> [Questions on the material]:
1 > Reproduce everything in the passage on arts and eurythmy from "The development of" down to "of the arts.".
2 > Pick up the passage on arts and eurythmy after its last sentence and carry it forward.

> [Supplied passage]:
Arts & Eurythmy

The development of a Waldorf teacher includes an understanding of the arts and their impact on culture and civilization: architecture, sculpture, painting, music, poetry/literature and eurythmy. The students have the opportunity to be exposed to these arts, practice these arts – developing new capacities, and deepen their experience and understanding of education through the lens of the arts.

The arts transform our way of looking at the world. They change our way of seeing the world. The practice of the arts, with the necessary discipline to develop artistically, is a key step of developing as a Waldorf teacher – to understand the philosophy of Waldorf education and the developing human being – and to develop the capacity to teach through the arts as a class teacher. The best Waldorf teachers, the ones who create and sustain their Waldorf schools, are those who have deepened themselves in an art, and who continually practice an art.

The Waldorf Institute of the Great Lakes has teachers who are master Waldorf teachers who are trained in the anthroposophical arts and who are able to teach them to adults. The students are introduced carefully in every artistic realm and then encouraged to hone their skills, rub off their rough edges and become more harmonious, well-rounded human beings. These are the very skills that will make empathetic, observant, artistic teachers who will be able to create and develop the art of education.

For all forces strive forward into the widths, To live and work here and there; Against this from every side the stream Of the world narrows and hinders And caries us forth with it. In this inner storm and external strife The spirit perceived a barely understood word: From the power that binds all people that those free themselves Who overcome themselves. – Goethe

Eurythmy
Waldorf education has a special component, the art of movement called eurythmy. It was begun by the innovative Rudolf Steiner. As a young student he was equally at home in the sciences and the arts. At that time, 1870’s and 1880’s, education was split and the students chose either the liberal arts high school or the technical- science and math- high school. Rudolf Steiner attended the technical high school and tutored students at the liberal arts high school. He was at home in both worlds. While editing Goethe’s scientific works Rudolf Steiner was also an art critic, he reviewed plays for a literary magazine. In 1910-11 he began what would be four major plays, called his Mystery Dramas, and he also began teaching the first eurythmist, Lory Meier-Smits.

> [Provided records]:
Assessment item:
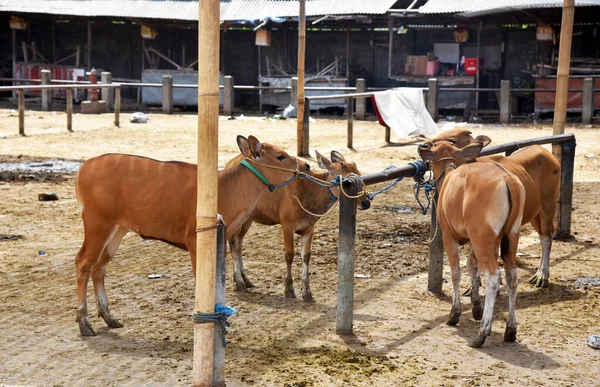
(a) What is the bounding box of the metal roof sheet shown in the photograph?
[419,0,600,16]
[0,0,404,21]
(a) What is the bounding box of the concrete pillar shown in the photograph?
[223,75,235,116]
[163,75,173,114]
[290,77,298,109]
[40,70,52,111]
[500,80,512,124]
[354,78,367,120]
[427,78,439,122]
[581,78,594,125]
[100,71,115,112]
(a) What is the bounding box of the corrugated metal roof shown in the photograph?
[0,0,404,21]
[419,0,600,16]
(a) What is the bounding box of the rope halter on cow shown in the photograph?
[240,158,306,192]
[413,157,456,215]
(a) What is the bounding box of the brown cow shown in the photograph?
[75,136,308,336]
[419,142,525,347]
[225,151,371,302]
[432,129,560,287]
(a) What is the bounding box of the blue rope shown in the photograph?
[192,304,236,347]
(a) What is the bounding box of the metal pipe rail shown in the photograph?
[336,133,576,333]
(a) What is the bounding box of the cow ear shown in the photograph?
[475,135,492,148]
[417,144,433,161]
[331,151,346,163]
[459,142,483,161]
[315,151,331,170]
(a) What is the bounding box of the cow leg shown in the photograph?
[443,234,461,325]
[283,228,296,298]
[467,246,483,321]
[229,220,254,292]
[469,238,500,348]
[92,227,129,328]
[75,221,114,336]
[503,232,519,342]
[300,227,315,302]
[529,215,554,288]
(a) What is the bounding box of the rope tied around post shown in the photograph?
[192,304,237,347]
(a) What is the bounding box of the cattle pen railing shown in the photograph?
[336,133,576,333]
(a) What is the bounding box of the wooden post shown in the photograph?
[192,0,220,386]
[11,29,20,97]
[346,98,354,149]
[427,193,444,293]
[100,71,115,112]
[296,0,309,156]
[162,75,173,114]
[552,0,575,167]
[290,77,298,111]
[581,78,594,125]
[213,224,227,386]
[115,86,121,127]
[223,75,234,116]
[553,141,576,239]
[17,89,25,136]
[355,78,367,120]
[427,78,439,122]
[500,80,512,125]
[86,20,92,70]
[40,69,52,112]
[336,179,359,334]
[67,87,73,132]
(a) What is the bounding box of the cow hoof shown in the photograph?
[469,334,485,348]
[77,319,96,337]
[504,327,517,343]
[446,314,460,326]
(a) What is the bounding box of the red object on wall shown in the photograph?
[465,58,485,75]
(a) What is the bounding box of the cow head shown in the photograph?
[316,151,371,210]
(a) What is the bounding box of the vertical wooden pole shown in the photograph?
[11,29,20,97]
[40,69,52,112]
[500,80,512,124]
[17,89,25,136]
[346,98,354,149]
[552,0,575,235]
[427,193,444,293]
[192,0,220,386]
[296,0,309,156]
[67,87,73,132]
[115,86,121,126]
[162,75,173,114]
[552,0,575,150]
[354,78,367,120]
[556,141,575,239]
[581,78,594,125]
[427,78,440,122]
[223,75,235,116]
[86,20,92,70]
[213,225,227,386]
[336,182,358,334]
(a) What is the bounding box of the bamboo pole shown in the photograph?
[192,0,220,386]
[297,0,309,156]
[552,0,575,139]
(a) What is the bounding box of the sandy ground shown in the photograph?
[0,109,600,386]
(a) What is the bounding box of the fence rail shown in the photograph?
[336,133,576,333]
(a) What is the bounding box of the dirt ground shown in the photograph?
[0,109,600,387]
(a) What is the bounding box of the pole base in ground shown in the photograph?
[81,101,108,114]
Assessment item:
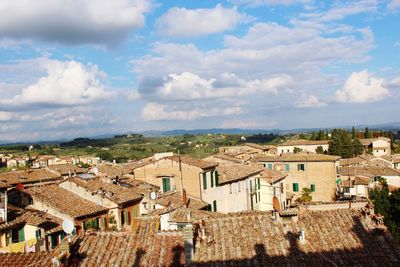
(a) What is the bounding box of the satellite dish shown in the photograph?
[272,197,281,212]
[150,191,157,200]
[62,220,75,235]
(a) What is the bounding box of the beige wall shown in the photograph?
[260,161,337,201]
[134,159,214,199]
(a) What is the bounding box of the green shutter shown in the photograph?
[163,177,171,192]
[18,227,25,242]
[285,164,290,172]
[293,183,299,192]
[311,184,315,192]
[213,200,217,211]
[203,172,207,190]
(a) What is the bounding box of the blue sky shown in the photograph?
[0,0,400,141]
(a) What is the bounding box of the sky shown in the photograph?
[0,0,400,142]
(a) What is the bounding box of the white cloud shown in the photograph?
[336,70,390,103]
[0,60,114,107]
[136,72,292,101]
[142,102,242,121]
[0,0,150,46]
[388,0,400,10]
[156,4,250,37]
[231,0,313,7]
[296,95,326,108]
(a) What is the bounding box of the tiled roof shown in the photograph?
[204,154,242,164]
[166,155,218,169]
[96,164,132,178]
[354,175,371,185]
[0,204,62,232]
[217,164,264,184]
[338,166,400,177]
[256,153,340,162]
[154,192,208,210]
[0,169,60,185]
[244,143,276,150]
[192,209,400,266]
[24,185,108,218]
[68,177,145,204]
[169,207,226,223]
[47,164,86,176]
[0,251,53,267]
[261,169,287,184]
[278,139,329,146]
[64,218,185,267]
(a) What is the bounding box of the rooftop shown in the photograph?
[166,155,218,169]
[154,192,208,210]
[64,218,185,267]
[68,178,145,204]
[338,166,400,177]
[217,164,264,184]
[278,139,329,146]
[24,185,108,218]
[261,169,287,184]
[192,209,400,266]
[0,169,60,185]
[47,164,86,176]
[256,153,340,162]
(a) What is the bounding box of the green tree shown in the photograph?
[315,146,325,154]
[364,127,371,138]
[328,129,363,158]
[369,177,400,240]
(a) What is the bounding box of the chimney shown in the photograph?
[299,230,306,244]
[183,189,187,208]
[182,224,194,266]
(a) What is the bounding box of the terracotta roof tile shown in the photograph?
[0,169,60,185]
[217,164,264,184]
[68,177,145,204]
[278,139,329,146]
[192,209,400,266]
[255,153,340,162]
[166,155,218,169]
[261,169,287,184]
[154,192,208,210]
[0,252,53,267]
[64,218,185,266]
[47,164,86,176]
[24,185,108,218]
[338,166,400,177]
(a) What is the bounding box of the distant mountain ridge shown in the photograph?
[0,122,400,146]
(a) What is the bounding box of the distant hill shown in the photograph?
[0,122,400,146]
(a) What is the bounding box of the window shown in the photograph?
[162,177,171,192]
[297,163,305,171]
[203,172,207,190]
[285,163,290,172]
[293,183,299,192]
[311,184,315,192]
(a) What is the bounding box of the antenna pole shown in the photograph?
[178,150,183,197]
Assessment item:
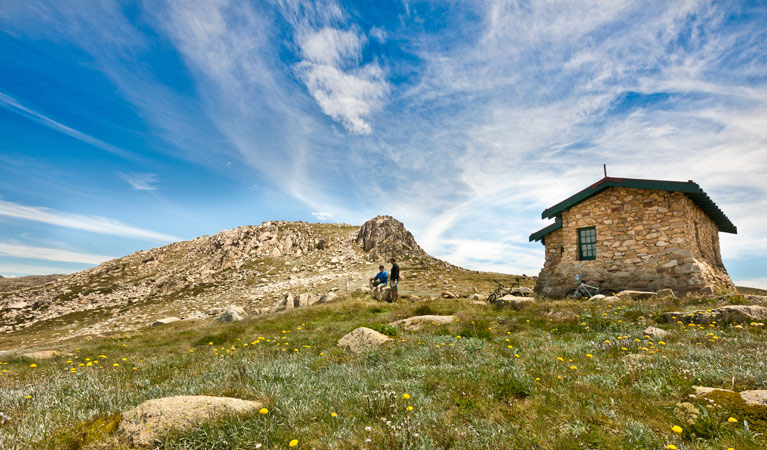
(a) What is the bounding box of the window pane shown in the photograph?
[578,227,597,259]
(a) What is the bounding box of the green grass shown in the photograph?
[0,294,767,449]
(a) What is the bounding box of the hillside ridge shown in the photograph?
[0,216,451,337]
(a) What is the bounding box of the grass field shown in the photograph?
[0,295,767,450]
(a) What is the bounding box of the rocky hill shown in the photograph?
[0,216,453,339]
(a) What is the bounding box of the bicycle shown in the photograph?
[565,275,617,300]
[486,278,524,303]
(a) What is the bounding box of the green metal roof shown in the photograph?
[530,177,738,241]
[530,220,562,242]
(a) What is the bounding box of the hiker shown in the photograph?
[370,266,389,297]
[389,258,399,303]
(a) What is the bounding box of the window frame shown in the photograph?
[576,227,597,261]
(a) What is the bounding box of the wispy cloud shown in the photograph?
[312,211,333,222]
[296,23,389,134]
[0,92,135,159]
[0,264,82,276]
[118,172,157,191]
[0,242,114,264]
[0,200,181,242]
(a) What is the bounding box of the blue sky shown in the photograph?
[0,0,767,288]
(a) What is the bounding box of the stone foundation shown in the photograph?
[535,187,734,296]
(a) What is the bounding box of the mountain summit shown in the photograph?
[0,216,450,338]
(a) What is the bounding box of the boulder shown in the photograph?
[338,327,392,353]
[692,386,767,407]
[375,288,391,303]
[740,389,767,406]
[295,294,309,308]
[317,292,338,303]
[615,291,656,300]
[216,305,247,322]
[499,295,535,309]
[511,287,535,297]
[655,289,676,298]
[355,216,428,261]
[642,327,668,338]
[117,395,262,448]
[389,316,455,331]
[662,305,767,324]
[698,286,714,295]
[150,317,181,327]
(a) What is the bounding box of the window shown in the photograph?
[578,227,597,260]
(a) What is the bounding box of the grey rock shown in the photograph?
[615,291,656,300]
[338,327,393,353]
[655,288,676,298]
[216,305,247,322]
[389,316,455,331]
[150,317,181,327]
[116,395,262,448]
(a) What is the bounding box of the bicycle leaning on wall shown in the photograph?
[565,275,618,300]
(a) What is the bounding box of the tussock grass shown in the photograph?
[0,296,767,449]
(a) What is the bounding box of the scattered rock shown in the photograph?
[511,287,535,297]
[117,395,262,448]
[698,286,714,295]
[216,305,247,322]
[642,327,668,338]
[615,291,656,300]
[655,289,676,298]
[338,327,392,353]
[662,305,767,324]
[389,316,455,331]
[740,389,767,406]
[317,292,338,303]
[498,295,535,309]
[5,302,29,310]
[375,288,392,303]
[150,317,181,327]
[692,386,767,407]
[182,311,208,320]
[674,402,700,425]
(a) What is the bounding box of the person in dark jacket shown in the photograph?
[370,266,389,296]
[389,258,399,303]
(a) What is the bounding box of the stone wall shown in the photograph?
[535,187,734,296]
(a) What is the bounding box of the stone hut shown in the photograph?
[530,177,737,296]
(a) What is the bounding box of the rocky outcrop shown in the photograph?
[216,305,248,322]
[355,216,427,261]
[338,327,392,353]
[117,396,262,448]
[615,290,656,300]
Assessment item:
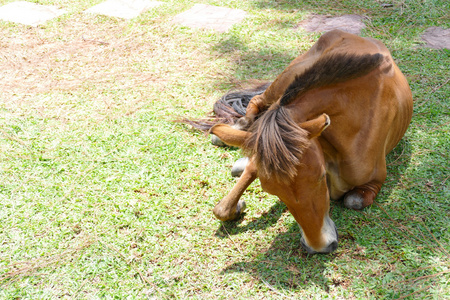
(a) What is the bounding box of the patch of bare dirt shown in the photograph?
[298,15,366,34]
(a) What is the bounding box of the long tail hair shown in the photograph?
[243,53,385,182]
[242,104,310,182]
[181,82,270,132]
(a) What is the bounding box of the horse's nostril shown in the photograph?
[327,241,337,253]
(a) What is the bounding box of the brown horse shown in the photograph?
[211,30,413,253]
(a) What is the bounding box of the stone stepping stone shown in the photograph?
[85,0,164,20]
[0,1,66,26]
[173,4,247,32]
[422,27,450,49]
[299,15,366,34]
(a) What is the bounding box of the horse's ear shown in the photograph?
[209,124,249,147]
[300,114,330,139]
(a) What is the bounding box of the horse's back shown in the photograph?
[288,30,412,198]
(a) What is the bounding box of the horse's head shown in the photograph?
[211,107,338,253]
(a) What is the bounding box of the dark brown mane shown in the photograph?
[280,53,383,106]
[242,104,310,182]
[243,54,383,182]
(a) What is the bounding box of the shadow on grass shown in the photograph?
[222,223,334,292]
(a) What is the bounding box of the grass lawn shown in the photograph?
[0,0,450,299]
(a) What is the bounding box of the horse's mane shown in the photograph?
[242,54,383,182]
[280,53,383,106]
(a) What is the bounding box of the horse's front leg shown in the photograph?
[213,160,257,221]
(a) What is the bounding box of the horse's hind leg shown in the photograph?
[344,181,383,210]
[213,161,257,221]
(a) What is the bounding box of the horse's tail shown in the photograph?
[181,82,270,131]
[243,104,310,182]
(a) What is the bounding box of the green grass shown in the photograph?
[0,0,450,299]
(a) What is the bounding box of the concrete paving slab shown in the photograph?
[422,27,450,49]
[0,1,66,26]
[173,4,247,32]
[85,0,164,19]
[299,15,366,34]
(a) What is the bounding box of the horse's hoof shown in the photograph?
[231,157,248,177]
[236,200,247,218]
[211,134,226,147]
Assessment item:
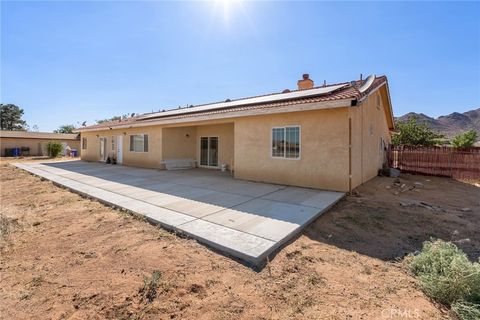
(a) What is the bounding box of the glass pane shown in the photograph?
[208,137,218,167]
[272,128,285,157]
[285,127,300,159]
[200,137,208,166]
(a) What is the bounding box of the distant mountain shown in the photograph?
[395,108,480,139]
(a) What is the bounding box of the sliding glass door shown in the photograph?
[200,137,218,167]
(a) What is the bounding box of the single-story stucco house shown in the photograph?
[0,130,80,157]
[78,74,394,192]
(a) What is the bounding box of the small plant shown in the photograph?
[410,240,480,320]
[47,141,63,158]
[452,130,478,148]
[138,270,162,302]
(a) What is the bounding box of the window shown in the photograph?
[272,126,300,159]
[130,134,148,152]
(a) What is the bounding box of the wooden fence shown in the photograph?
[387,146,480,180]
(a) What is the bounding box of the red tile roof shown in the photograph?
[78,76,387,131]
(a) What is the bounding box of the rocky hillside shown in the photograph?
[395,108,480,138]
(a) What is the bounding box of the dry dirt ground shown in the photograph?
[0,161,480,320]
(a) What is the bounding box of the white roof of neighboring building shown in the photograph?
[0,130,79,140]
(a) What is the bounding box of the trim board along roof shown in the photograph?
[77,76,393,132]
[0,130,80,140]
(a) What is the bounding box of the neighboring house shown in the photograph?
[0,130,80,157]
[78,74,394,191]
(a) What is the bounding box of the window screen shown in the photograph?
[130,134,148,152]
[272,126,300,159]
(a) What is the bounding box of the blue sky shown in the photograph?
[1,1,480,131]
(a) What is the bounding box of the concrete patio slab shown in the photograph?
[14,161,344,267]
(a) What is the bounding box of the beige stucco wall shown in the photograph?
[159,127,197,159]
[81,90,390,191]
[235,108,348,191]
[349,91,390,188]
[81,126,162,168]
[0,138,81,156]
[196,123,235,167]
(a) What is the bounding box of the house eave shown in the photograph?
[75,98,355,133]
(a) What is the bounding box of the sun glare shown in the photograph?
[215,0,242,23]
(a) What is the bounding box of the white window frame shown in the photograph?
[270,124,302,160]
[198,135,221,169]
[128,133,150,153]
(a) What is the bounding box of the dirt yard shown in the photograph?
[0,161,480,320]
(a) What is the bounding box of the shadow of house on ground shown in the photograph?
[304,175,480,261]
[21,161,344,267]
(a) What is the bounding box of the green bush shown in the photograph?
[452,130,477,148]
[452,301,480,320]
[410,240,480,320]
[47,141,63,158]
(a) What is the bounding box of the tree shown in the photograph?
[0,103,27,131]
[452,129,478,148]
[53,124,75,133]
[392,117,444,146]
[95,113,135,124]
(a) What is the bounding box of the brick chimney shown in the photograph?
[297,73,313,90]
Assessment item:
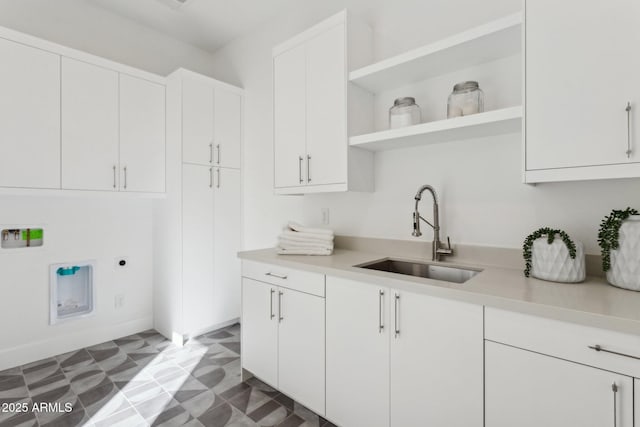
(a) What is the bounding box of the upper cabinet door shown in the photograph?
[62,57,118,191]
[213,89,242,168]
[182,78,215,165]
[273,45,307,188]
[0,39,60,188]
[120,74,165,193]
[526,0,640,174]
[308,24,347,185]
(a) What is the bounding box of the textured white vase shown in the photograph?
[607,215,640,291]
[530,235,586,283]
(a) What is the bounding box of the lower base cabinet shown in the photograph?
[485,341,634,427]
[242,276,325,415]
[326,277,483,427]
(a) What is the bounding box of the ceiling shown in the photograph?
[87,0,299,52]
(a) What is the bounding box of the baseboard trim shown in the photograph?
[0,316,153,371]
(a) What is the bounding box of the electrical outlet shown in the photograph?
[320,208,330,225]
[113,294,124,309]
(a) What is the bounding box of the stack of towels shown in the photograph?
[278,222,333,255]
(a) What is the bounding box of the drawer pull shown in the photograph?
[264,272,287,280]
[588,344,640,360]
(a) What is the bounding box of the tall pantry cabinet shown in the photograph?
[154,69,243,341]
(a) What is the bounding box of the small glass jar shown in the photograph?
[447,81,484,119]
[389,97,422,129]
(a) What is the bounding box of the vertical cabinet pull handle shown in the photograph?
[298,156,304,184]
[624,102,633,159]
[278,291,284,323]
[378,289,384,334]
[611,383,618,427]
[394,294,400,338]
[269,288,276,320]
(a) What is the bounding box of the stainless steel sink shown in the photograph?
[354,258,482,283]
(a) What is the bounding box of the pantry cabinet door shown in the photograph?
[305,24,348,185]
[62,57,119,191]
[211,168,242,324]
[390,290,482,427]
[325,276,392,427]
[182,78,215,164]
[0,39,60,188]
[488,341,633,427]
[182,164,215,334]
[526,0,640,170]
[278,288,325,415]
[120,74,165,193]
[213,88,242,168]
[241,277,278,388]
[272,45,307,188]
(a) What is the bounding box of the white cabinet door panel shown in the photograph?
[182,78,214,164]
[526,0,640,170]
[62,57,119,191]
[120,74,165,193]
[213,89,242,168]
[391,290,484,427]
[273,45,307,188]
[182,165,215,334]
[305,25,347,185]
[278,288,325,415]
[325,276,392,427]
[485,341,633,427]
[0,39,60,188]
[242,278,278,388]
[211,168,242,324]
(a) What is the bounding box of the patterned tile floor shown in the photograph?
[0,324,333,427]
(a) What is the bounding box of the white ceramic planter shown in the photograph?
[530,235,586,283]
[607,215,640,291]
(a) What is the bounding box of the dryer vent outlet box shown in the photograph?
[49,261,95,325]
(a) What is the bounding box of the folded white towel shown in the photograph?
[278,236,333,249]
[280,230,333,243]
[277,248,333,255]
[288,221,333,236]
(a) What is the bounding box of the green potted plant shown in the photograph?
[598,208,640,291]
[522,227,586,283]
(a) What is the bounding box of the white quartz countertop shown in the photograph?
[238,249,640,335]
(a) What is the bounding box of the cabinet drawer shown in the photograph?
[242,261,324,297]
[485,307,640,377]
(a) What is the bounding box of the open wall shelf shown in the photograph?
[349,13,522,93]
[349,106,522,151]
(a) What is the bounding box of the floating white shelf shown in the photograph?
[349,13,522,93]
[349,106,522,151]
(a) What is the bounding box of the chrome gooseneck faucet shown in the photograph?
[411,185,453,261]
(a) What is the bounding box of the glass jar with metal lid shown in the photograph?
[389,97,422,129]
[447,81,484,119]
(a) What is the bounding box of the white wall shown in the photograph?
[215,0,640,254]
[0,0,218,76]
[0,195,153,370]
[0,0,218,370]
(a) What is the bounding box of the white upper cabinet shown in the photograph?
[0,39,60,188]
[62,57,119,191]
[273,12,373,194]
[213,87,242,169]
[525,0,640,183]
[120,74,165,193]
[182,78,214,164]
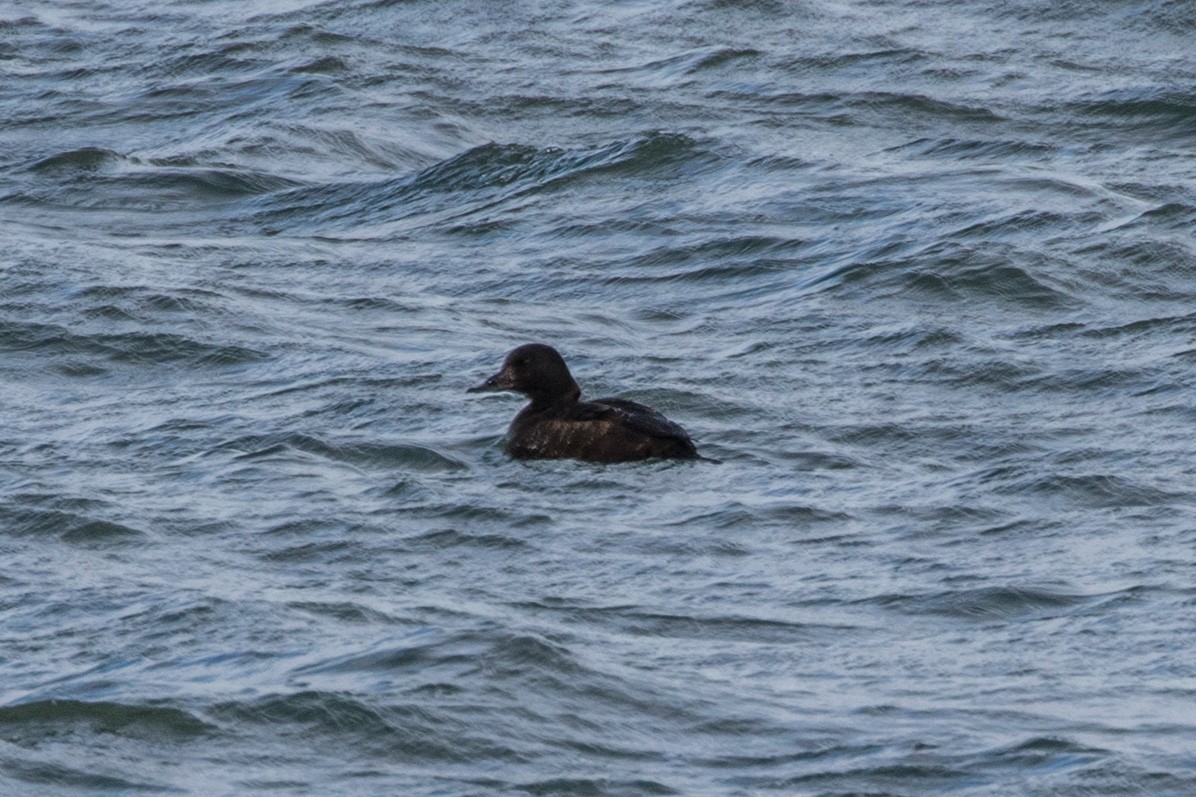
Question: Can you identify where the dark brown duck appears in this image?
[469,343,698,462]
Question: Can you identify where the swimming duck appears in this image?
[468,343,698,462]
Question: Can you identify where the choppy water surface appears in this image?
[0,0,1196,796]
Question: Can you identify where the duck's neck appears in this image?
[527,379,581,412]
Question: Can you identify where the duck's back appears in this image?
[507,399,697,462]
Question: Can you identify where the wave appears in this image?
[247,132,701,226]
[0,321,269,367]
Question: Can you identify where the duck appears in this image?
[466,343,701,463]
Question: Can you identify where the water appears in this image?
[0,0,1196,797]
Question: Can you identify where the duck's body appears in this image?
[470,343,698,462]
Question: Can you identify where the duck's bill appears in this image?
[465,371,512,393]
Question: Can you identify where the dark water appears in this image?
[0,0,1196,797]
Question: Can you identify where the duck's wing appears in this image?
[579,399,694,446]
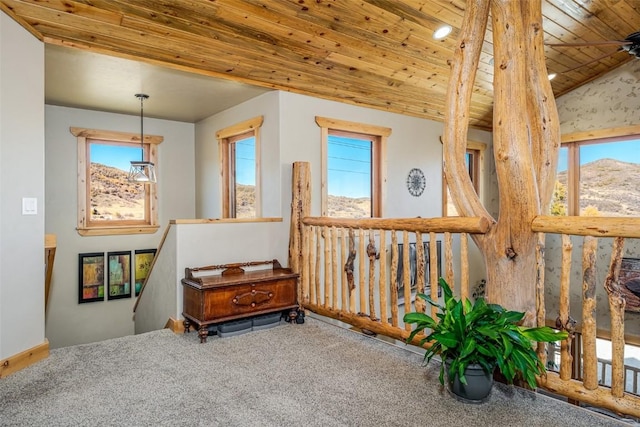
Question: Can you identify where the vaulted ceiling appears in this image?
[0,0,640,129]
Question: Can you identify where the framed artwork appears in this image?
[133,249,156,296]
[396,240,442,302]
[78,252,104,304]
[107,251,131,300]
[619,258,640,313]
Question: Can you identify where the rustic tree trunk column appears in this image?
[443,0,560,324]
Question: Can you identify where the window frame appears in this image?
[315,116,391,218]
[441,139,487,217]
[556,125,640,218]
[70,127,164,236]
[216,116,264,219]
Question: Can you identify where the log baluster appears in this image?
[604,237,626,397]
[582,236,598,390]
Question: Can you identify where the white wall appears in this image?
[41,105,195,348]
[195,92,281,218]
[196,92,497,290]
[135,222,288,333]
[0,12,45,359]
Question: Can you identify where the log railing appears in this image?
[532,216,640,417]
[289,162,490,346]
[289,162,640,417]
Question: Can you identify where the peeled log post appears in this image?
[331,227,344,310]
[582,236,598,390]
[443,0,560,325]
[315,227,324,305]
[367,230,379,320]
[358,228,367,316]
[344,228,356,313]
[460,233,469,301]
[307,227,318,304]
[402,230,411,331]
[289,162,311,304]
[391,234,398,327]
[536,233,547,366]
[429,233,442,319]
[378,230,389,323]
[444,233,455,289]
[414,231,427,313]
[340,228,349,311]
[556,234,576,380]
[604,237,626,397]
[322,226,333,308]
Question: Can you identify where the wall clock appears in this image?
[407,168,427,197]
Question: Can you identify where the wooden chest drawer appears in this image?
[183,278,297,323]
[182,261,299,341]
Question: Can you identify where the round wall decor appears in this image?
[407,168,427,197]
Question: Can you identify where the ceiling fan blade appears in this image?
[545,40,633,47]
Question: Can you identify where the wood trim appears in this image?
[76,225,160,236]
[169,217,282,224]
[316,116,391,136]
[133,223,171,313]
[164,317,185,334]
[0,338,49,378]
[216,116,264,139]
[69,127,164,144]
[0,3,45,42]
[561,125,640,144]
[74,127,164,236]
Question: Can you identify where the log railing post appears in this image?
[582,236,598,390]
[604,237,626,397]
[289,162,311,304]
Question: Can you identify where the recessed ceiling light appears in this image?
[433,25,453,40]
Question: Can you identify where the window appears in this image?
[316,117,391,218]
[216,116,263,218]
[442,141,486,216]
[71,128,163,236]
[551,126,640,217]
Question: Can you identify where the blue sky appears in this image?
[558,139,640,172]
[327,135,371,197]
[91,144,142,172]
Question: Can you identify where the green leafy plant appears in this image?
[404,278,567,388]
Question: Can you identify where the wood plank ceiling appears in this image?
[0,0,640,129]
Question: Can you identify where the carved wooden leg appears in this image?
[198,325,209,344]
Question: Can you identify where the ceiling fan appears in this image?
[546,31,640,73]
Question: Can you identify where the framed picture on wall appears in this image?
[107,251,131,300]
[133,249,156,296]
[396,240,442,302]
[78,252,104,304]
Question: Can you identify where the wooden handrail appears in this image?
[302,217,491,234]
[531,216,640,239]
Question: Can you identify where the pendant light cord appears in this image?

> [Responses]:
1 >
The development of a Waldorf teacher includes an understanding of the arts and their impact on culture and civilization: architecture, sculpture, painting, music, poetry/literature and eurythmy. The students have the opportunity to be exposed to these arts, practice these arts – developing new capacities, and deepen their experience and understanding of education through the lens of the arts.

2 >
Eurythmy is unique in that the art of movement is related to the sounds of speech – therefore poetry is made visible in all its lyric joy and dramatic force. Steiner explored the sounds of speech – how different they are – B, K, L or Ah or OOH! The gestures begin with the upright human stance, showing variations in posture, then moving over the earth – our feet connect us to the earth – and then the arms and hands which speak and carry the intention of the poetry, the gestures of the sounds. Eurythmy can be very effective as a solo art and it is also intensified when a group of human beings move together in eurythmy.

Tone eurythmy was created alongside the speech eurythmy. The tones and the intervals between the tones; moods of major and minor keys; rhythm, melody and beat – all are expressed in eurythmy gestures and movements of the body. Again, the artistic performance of tone eurythmy varies from solos to symphonies.

The Waldorf teachers at the first Waldorf School in Stuttgart, Germany wanted eurythmy for their students. Rudolf Steiner designed a curriculum where different aspects of eurythmy are taught at designated stages of development in the child’s life. The group choreography, the moods of the intervals and types of music all are designed to speak to the growing children and open them up to be better students. Eurythmy enhances concentration, flexibility of thought, social tact, and joy of learning.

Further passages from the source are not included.